- _Texte de la page_
* * * * * * * * *
Finir oublié sous un parking avec un grand coup de poignard dans le derrière ! Quel destin, tout de même, quel destin ! C'était bien la peine de monter si haut pour finir si bas, tout compte fait. Étonnante, étonnante destinée que celle du houleux Richard III.

Je ne résiste pas à l'envie de vous entretenir de ce que vous ne trouverez pas, même dans les meilleures présentations, même dans la notice de la Pléiade, pour la bonne et simple raison que, pour la plupart, ces présentations de la pièce de William Shakespeare sont antérieures à la surprenante redécouverte du squelette de Richard III en 2012, comme je l'indiquais plus haut, sous un très ordinaire parking recouvrant l'ancien prieuré de Leicester.

À grand renfort d'ADN mitochondrial et d'analyses dernier cri ultra poussées, il fut donc démontré que le squelette scoliotique ainsi exhumé était bien celui du célèbre Richard III, mort d'un bon gros coup de hallebarde derrière la théière et mutilé par la suite (balafré, scalpé ?), enterré à la va-vite (sans doute assez peu présentable) dans le choeur d'une petite église locale, loin des fastes londoniens.

Il est intéressant, tout de même, ce personnage historique. Psychologiquement parlant, j'entends. Beaucoup de personnes ont une vie rocambolesque ou mouvementée, très sujette à être portée sur scène (ou à l'écran de nos jours). Mais parmi ceux-là, je remarque que ceux qui cristallisent le plus la fascination sont les êtres négatifs, au premier rang desquels on peut probablement citer Hitler.
* * * * * * * * *
- _Extrait des données_
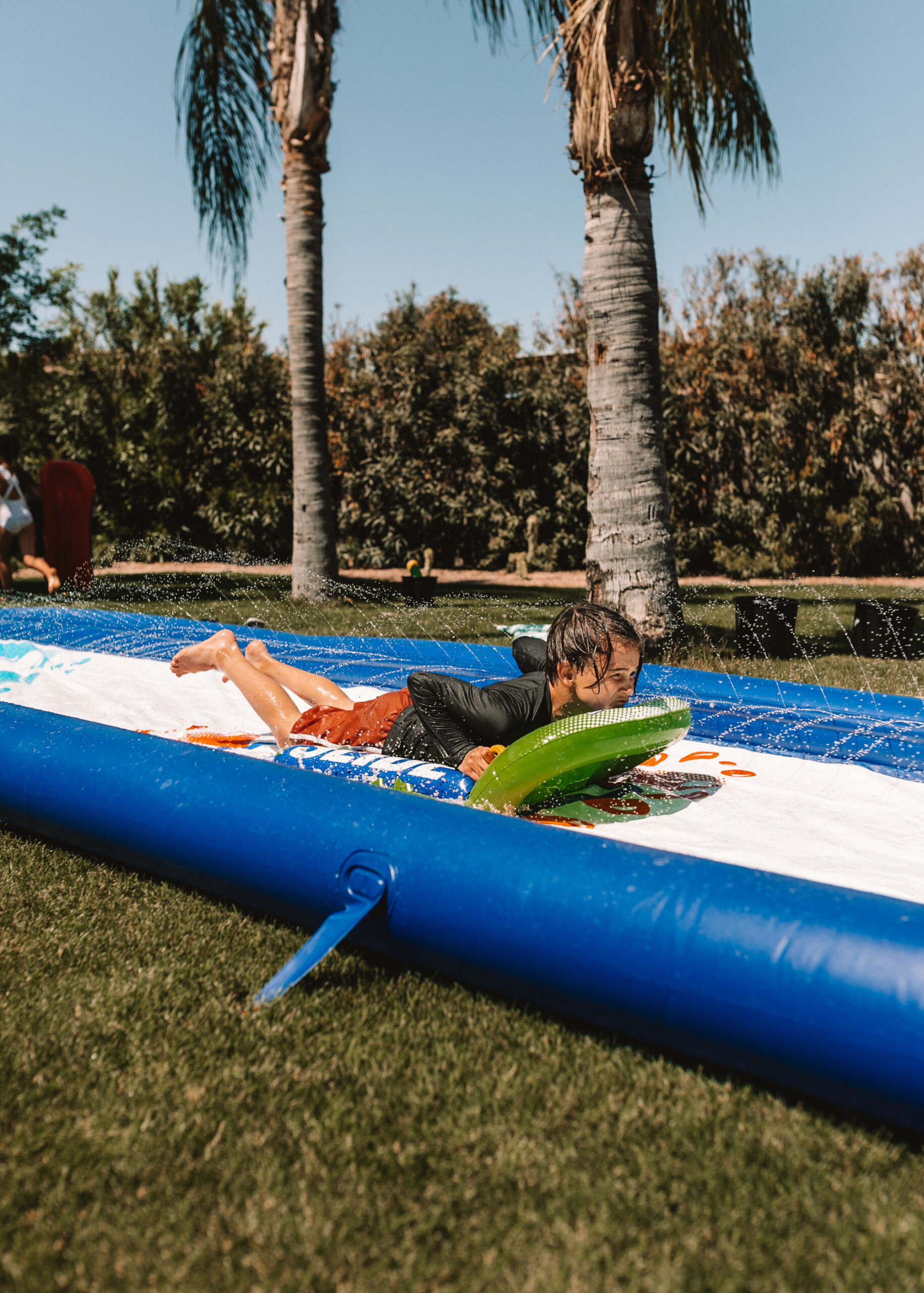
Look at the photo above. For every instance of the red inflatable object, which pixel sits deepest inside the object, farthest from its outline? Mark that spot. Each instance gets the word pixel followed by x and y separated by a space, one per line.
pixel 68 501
* * * * * * * * *
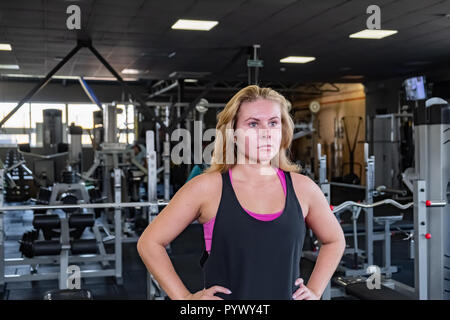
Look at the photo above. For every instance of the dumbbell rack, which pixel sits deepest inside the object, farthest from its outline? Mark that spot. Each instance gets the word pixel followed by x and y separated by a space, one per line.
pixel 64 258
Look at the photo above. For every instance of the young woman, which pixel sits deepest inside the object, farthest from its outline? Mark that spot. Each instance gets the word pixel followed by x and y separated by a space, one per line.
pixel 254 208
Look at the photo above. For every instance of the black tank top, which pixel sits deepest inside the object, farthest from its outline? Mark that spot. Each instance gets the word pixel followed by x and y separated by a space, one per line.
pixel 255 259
* * * * * * * * *
- _Vos consignes_
**A)** Chacune des affirmations suivantes concorde-t-elle avec le texte sur Richard III ? Répondez par oui ou par non, en citant mot pour mot les passages du texte qui tranchent. (i) Le squelette de Richard III a été retrouvé en 2012 sous un parking. (ii) Richard III a été inhumé à Londres avec faste. (iii) La notice de la Pléiade traite de la redécouverte du squelette.
**B)** Pouvez-vous recopier tel quel le passage du texte sur Richard III qui s'ouvre sur les mots contenant « Finir oublié sous » et se clôt sur « houleux Richard III. » ?

- _Réponses dans l'ordre_
**A)**
(i) Oui : « la surprenante redécouverte du squelette de Richard III en 2012 », « sous un très ordinaire parking recouvrant l'ancien prieuré de Leicester ».
(ii) Non : « enterré à la va-vite (sans doute assez peu présentable) dans le choeur d'une petite église locale, loin des fastes londoniens ».
(iii) Non : « ce que vous ne trouverez pas, même dans les meilleures présentations, même dans la notice de la Pléiade ».

**B)**
Finir oublié sous un parking avec un grand coup de poignard dans le derrière ! Quel destin, tout de même, quel destin ! C'était bien la peine de monter si haut pour finir si bas, tout compte fait. Étonnante, étonnante destinée que celle du houleux Richard III.